EXERCISE TEXT:
= = = = =

Since you were able to create and write these objects in the first
place, you probably had enough ram at one point to load and save them. I
would try bringing each node up in isolation, then issuing a delete
request against the local node, then restarting the node in normal,
talking-to-the-ring mode. If there are any local processes you can stop
to free up memory, try that too.
When I encountered this problem, I was able to use the riak:local_client
at the erlang shell to delete my huge objects--so long as other
processes weren't hammering it with requests.
--Kyle
On 07/05/2011 09:28 PM, Jeff Pollard wrote:
Thanks to some help from Aphyr + Sean Cribbs on IRC, we narrowed the
issue down to us having several multiple-hundred-megabyte sized
documents and one 1.1 gig document. Deletion of those documents has now
kept the cluster running quite happily for 3+ hours now, where before
nodes were crashing after 15 minutes.

= = = = =

SOURCE INFORMATION:
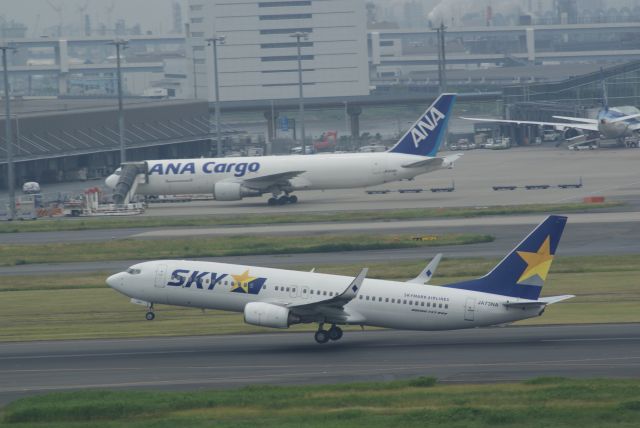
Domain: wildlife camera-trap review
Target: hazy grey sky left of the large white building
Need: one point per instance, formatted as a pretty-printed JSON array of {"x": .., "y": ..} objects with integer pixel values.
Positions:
[{"x": 153, "y": 15}]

= = = = =

PROBLEM A:
Repeat the part of the Riak thread that opens with the words containing "Since you were" and closes with "it with requests.".
PROBLEM B:
Answer these questions from the Riak thread, each on its own line:
(i) How large was the biggest document mentioned?
(ii) Before the documents were deleted, how soon did nodes crash?
(iii) What was used at the erlang shell to delete the huge objects?

REPLY A:
Since you were able to create and write these objects in the first
place, you probably had enough ram at one point to load and save them. I
would try bringing each node up in isolation, then issuing a delete
request against the local node, then restarting the node in normal,
talking-to-the-ring mode. If there are any local processes you can stop
to free up memory, try that too.
When I encountered this problem, I was able to use the riak:local_client
at the erlang shell to delete my huge objects--so long as other
processes weren't hammering it with requests.

REPLY B:
(i) 1.1 gig
(ii) After 15 minutes
(iii) The riak:local_client